**DIRECTIONS FOR THIS TASK**
Give the number of lines in the entries below that hold "blue", with no accompanying words.

**Collected data**
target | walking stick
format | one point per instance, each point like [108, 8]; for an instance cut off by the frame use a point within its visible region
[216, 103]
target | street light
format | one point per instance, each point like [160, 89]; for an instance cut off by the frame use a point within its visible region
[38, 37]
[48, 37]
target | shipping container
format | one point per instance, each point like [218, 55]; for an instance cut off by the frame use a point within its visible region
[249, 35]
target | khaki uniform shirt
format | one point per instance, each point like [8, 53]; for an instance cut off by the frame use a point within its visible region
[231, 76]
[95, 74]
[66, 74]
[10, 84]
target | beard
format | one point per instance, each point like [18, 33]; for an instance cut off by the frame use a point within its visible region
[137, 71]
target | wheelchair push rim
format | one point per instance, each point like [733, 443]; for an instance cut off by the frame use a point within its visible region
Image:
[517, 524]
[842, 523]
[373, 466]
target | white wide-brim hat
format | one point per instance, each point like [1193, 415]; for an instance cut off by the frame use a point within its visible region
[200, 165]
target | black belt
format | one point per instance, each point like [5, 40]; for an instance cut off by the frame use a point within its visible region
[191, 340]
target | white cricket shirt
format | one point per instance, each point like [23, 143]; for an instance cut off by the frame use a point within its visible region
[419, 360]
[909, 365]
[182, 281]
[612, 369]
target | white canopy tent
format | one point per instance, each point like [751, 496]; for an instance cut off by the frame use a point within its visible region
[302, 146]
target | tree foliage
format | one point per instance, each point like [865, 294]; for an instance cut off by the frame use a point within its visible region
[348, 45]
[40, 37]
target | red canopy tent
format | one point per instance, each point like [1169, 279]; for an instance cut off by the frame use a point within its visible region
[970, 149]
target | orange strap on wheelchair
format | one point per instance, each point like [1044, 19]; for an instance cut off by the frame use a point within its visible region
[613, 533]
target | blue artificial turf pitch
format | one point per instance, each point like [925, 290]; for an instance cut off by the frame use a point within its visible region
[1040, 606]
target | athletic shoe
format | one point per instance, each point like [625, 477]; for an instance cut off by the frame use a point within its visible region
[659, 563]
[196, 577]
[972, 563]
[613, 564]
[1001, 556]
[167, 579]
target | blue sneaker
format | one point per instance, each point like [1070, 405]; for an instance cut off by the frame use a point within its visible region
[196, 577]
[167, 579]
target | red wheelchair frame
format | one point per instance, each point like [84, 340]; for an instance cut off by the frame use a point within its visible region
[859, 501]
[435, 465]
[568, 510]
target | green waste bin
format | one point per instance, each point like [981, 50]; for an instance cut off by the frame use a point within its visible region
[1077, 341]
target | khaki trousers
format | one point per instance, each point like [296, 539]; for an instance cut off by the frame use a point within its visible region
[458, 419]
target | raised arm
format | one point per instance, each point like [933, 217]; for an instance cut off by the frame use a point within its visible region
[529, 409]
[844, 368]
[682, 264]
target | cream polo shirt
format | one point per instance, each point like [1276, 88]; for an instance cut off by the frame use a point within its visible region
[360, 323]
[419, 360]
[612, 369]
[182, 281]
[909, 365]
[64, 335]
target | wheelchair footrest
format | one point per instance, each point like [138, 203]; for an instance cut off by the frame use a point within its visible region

**WRITTEN ANSWER**
2